■ Textauszug
Mit Hoghes Ableben ist sein gesamtes Werk unwiederbringlich verloren, denn der Künstler war in so gut wie allen seinen Stücken selbst live auf der Bühne. Seine besondere Erscheinung mit dem charakteristischen verkrümmten Rückgrat und dem unvergleichlichen Charisma seiner Bühnenpräsenz kann durch keinen anderen Körper substituiert werden. Was bleibt, sind lediglich Videoaufnahmen, Erinnerungen und schriftliche Zeugnisse.

Wirtschaftliche Interessen

Die letzte Botschaft, die Raimund Hoghe hinterlassen hat, ist also die von der Unersetzlichkeit jedes einzelnen Menschen. Ein Hinweis, auf den er sicherlich Wert gelegt hätte in einer Zeit, die gezeigt hat, wie gnadenlos dort und da wirtschaftliche Interessen gegen Menschenleben aufgerechnet werden. Denn sein Werk war von großem politischem Engagement getragen.

In seinem Denken und in seiner Arbeit war dieser Künstler seiner Gesellschaft und dem, was heute nivellierend und kommerziell "Kulturwelt" heißt, weit voraus. Er wusste das, hat damit aber nie aufgetrumpft, sondern dieses Wissen vielmehr mit aller Kraft dafür eingesetzt, seinem Publikum nahezubringen, dass Menschsein als solches nicht normiert werden darf. Als sein künstlerisches Credo hatte er Pier Paolo Pasolinis Diktum von der Notwendigkeit, "den Körper in den Kampf zu werfen" gewählt.

■ Zu erledigen
1 - Was bleibt laut dem Text über Raimund Hoghe nach seinem Tod noch von seinem Werk? Nenne alle drei Dinge.
2 - Beantworte diese Fragen zum Text über Raimund Hoghe:
(a) Welches körperliche Merkmal prägte seine Erscheinung?
(b) Welche letzte Botschaft hat er hinterlassen?
(c) Wessen Diktum wählte er als künstlerisches Credo?
3 - Kannst du den Text über Raimund Hoghe im Anschluss an seinen letzten Satz fortführen?

■ Erfasste Daten
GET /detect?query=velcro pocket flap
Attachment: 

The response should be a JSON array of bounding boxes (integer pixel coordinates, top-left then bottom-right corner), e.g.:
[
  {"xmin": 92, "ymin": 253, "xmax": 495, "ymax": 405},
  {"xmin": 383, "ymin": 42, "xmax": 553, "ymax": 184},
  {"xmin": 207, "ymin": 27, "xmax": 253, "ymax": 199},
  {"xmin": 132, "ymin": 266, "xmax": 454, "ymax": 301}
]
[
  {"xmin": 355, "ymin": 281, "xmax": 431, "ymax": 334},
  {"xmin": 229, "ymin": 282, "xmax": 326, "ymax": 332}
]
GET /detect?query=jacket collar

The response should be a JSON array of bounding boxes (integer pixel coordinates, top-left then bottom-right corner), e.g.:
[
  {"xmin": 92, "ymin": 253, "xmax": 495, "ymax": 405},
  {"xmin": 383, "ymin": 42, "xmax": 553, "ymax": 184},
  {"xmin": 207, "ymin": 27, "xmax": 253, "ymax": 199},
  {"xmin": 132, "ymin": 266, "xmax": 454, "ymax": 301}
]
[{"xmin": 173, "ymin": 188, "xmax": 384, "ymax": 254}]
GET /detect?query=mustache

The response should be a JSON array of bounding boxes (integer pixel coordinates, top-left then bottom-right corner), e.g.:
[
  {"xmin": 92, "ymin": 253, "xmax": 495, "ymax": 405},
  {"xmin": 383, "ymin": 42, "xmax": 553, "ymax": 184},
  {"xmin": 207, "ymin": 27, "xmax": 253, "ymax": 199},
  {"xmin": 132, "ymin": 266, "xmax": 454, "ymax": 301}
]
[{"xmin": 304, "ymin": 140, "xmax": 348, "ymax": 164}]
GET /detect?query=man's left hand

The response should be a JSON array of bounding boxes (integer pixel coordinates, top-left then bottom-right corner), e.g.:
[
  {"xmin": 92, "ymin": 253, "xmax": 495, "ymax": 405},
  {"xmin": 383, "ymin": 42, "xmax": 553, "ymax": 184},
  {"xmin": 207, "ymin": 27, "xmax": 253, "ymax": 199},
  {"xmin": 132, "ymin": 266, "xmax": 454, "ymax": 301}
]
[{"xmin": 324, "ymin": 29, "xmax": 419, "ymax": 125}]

■ Lösungen
1 - Videoaufnahmen, Erinnerungen und schriftliche Zeugnisse

2 -
(a) Ein verkrümmtes Rückgrat
(b) Die Botschaft von der Unersetzlichkeit jedes einzelnen Menschen
(c) Das Diktum von Pier Paolo Pasolini

3 -
Kein Aktivist

Trotzdem war Raimund Hoghe kein Aktivist, der seine Kunst für ideologische Propaganda missbrauchte. Dafür war er zu intelligent, zu weitblickend, zu begabt und zu poetisch. Im Oktober vergangenen Jahres wurde er – sehr spät, aber eben doch – mit dem renommierten Deutschen Tanzpreis ausgezeichnet. Das war dem 1949 in Wuppertal geborenen, hochsensiblen Künstler sehr wichtig, denn er wusste, dass diese Welt seine in vielen Aspekten widerständige Kunst braucht.

Was allgemein nicht so bekannt ist: Hoghe hatte sich vor seiner Künstlerkarriere bereits einen exzellenten Ruf als Autor und Journalist erworben. Auch später publizierte er immer wieder Texte und Bücher und hat unter dem Titel "Lebensträume" auch fürs Fernsehen Portraits von ganz normalen Menschen gedreht.

NS-Terror und Neonazismus

Ab 1980 arbeitete er ein Jahrzehnt lang als Dramaturg mit Pina Bausch bei deren Tanztheater Wuppertal. Erst Ende der Achtzigerjahre brachte er seine eigenen Stücke auf die Bühne. Ein erster großer Erfolg wurde sein Statement "Meinwärts" (1994) gegen den NS-Terror und Neonazismus, danach produzierte er Arbeiten wie "Chambre séparée" (1997), "Lettere amorose" (1999), "Bolero-Variationen" (2007), "La Valse" (2016) und zuletzt 2019 "Postcards from Vietnam".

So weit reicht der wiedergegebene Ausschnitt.